====== Dataset ======

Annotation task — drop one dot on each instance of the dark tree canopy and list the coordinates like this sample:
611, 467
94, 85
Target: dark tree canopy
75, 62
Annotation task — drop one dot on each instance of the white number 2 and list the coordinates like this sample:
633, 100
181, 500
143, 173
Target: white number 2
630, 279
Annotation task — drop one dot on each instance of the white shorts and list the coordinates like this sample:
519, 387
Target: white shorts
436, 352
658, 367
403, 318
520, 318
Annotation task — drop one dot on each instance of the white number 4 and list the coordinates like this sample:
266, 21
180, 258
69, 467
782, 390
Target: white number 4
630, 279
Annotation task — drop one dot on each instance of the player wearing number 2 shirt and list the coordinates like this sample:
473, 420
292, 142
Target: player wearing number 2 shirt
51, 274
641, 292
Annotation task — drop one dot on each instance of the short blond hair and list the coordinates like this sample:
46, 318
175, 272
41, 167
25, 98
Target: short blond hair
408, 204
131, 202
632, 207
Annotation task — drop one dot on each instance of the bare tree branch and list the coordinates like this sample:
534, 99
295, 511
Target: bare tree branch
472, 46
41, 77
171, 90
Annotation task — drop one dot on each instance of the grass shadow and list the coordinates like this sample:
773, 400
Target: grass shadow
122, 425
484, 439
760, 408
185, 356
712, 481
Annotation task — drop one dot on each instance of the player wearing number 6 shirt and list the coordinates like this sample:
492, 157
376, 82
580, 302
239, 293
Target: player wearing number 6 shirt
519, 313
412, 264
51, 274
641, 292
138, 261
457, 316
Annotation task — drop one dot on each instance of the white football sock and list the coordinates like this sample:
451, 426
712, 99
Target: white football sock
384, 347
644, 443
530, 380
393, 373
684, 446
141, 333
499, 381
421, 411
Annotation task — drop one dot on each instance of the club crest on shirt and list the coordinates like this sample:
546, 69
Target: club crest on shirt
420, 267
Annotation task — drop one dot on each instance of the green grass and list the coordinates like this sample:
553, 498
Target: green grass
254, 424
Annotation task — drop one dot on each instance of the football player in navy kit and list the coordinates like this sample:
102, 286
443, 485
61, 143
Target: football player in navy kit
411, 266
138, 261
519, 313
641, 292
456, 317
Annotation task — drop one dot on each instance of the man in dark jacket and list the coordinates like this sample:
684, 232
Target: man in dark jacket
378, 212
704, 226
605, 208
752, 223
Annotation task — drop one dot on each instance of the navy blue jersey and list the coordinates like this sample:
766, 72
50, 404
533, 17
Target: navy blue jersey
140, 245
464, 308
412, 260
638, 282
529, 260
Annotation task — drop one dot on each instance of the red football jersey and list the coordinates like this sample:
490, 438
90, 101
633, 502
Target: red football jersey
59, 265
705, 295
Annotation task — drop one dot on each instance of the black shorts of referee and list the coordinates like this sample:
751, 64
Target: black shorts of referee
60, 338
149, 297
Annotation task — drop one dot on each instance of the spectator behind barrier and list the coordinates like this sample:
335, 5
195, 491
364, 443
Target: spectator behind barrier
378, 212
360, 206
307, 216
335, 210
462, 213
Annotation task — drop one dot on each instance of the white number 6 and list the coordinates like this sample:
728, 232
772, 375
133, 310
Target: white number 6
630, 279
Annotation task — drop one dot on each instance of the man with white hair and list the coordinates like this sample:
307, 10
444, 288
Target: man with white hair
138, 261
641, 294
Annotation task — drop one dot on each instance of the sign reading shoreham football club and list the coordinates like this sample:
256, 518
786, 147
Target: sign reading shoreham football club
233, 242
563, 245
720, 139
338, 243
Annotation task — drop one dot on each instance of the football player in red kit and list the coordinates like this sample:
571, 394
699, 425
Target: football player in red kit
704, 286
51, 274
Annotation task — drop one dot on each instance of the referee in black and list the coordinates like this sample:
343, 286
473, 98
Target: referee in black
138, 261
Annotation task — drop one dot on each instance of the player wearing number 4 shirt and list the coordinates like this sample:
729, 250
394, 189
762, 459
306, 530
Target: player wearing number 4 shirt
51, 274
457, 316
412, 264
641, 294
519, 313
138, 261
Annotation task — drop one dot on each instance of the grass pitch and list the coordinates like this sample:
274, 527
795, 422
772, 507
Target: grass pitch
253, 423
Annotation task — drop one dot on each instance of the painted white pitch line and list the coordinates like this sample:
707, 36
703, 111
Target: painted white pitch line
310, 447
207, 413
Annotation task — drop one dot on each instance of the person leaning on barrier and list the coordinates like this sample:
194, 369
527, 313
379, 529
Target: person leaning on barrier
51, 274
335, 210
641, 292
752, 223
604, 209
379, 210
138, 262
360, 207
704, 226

======

Instruction: Can you render every line of the items above as a Markdown table with the columns "Number" and "Entry", where each row holds a line's number and its text, and blank lines are skipped?

Response:
| Number | Entry |
|---|---|
| 1 | Annotation task — drop one dot on each instance of the dark tree canopy and list the coordinates like this sample: |
| 2 | 611, 467 |
| 3 | 94, 85 |
| 4 | Target: dark tree canopy |
| 5 | 75, 62 |
| 6 | Annotation task — drop one dot on each instance of the white number 2 and list the coordinates like this sample: |
| 7 | 633, 100 |
| 8 | 181, 500 |
| 9 | 143, 173 |
| 10 | Target: white number 2 |
| 11 | 630, 279 |
| 12 | Annotation task — drop one dot on each instance of the white shorts and list the coordinates like this sample: |
| 13 | 519, 387 |
| 14 | Target: white shorts |
| 15 | 436, 352 |
| 16 | 658, 367 |
| 17 | 403, 318 |
| 18 | 520, 318 |
| 19 | Annotation task — drop one dot on each instance of the white number 4 and list the coordinates like this sample: |
| 20 | 266, 21 |
| 21 | 180, 258 |
| 22 | 69, 467 |
| 23 | 782, 390 |
| 24 | Target: white number 4 |
| 25 | 630, 279 |
| 26 | Annotation task — drop one dot on each instance of the player wearing number 2 shirt and list the coordinates like this sample: |
| 27 | 473, 420 |
| 28 | 292, 142 |
| 29 | Target: player wearing number 2 shirt |
| 30 | 51, 274 |
| 31 | 641, 292 |
| 32 | Annotation task — drop one dot on each instance of the short blond hair and list the coordinates like this sample: |
| 33 | 46, 318 |
| 34 | 175, 272 |
| 35 | 41, 167 |
| 36 | 25, 98 |
| 37 | Target: short blond hair |
| 38 | 408, 204 |
| 39 | 131, 202 |
| 40 | 632, 207 |
| 41 | Annotation task — drop one dot on each instance of the bare tree branch and list the coordinates like this sample: |
| 42 | 534, 99 |
| 43 | 295, 511 |
| 44 | Target: bare tree branch |
| 45 | 472, 46 |
| 46 | 41, 77 |
| 47 | 171, 90 |
| 48 | Annotation task — drop one dot on each instance of the grass shadow and list the coordinates like this sample: |
| 49 | 773, 400 |
| 50 | Target: grass shadow |
| 51 | 122, 425 |
| 52 | 484, 439 |
| 53 | 760, 408 |
| 54 | 185, 356 |
| 55 | 712, 481 |
| 56 | Annotation task — drop one dot on each instance of the player wearing number 6 shirt and list the coordinates like this sample: |
| 57 | 492, 157 |
| 58 | 376, 82 |
| 59 | 580, 302 |
| 60 | 239, 293 |
| 61 | Target: player wearing number 6 shirt |
| 62 | 519, 313 |
| 63 | 412, 264 |
| 64 | 51, 274 |
| 65 | 641, 292 |
| 66 | 138, 261 |
| 67 | 457, 316 |
| 68 | Annotation task — drop one dot on each instance of the white football sock and list the coordinates like this sample: |
| 69 | 451, 426 |
| 70 | 712, 99 |
| 71 | Target: white football sock |
| 72 | 384, 347 |
| 73 | 644, 443 |
| 74 | 530, 380 |
| 75 | 393, 373 |
| 76 | 684, 446 |
| 77 | 141, 333 |
| 78 | 499, 381 |
| 79 | 421, 411 |
| 80 | Annotation task — drop one dot on each instance of the club crest on shirt and list the coordinates like this sample: |
| 81 | 546, 69 |
| 82 | Target: club crest on shirt |
| 83 | 420, 267 |
| 84 | Annotation task — drop one dot on each instance of the green grass and list the coordinates like this sample: |
| 85 | 553, 498 |
| 86 | Target: green grass |
| 87 | 254, 424 |
| 88 | Annotation task — drop one dot on each instance of the football player in navy kit and list the coordinates like this sample: |
| 89 | 102, 286 |
| 90 | 443, 485 |
| 91 | 61, 143 |
| 92 | Target: football player in navy kit |
| 93 | 411, 266 |
| 94 | 138, 261 |
| 95 | 519, 313 |
| 96 | 641, 292 |
| 97 | 456, 317 |
| 98 | Annotation task — drop one dot on each instance of the man in dark jacket and list the coordinates like this sample: |
| 99 | 684, 232 |
| 100 | Target: man in dark jacket |
| 101 | 378, 212 |
| 102 | 704, 226 |
| 103 | 605, 208 |
| 104 | 752, 223 |
| 105 | Annotation task — drop one dot on each instance of the navy blue jersey and list the coordinates like this sample: |
| 106 | 766, 72 |
| 107 | 50, 404 |
| 108 | 533, 17 |
| 109 | Target: navy blue jersey |
| 110 | 140, 245 |
| 111 | 464, 308 |
| 112 | 412, 260 |
| 113 | 638, 282 |
| 114 | 529, 260 |
| 115 | Annotation task — drop one dot on each instance of the red football jersey and list the coordinates like this sample: |
| 116 | 490, 438 |
| 117 | 90, 101 |
| 118 | 633, 502 |
| 119 | Target: red football jersey |
| 120 | 59, 265 |
| 121 | 705, 295 |
| 122 | Annotation task — drop one dot on each instance of the black shorts of referee and list the coordinates like this sample: |
| 123 | 751, 64 |
| 124 | Target: black shorts of referee |
| 125 | 60, 338 |
| 126 | 149, 297 |
| 127 | Annotation task — drop one dot on each instance of the spectator behind barrier and list the coordinates like this sample: |
| 128 | 335, 5 |
| 129 | 195, 491 |
| 130 | 364, 443 |
| 131 | Target: spectator behind barrier |
| 132 | 378, 212 |
| 133 | 360, 206 |
| 134 | 307, 216 |
| 135 | 335, 210 |
| 136 | 462, 213 |
| 137 | Annotation task — drop one dot on each instance of the white number 6 and list the coordinates like this sample: |
| 138 | 728, 232 |
| 139 | 772, 375 |
| 140 | 133, 310 |
| 141 | Target: white number 6 |
| 142 | 630, 279 |
| 143 | Annotation task — drop one dot on each instance of the man with white hair and list the coordinates like this sample: |
| 144 | 307, 10 |
| 145 | 444, 288 |
| 146 | Target: man with white hair |
| 147 | 138, 261 |
| 148 | 641, 294 |
| 149 | Annotation task — drop one dot on each instance of the sign reading shoreham football club and list the coordinates like this sample: |
| 150 | 256, 518 |
| 151 | 786, 147 |
| 152 | Target: sign reading shoreham football club |
| 153 | 233, 242 |
| 154 | 563, 245 |
| 155 | 720, 139 |
| 156 | 338, 243 |
| 157 | Annotation task — drop one dot on each instance of the football player in red kit and list the coordinates like this sample: |
| 158 | 571, 394 |
| 159 | 699, 425 |
| 160 | Target: football player in red kit |
| 161 | 704, 286 |
| 162 | 51, 274 |
| 163 | Annotation task — drop one dot on each instance of the referee in black and list the coordinates like this sample: |
| 164 | 343, 286 |
| 165 | 473, 98 |
| 166 | Target: referee in black |
| 167 | 138, 261 |
| 168 | Annotation task — drop one dot on each instance of the player wearing number 4 shirt and list the coordinates like this sample: |
| 169 | 729, 250 |
| 170 | 394, 189 |
| 171 | 762, 459 |
| 172 | 306, 530 |
| 173 | Target: player wearing number 4 shirt |
| 174 | 51, 274 |
| 175 | 457, 316 |
| 176 | 412, 264 |
| 177 | 641, 294 |
| 178 | 519, 313 |
| 179 | 138, 261 |
| 180 | Annotation task — drop one dot on each instance of the grass pitch and list the coordinates like this sample: |
| 181 | 274, 527 |
| 182 | 795, 422 |
| 183 | 772, 507 |
| 184 | Target: grass pitch |
| 185 | 253, 423 |
| 186 | Annotation task — drop one dot on each instance of the painted white pitch line and list the coordinates like this sample: |
| 187 | 707, 36 |
| 188 | 703, 111 |
| 189 | Target: painted white pitch line |
| 190 | 310, 447 |
| 191 | 207, 413 |
| 192 | Annotation task — drop one dot on each instance of the person leaning on barrier and list the coordinates like this sample: |
| 193 | 194, 369 |
| 194 | 527, 313 |
| 195 | 379, 529 |
| 196 | Target: person leaning on barrier |
| 197 | 51, 274 |
| 198 | 335, 210 |
| 199 | 641, 292 |
| 200 | 752, 223 |
| 201 | 604, 209 |
| 202 | 379, 210 |
| 203 | 138, 262 |
| 204 | 360, 207 |
| 205 | 704, 226 |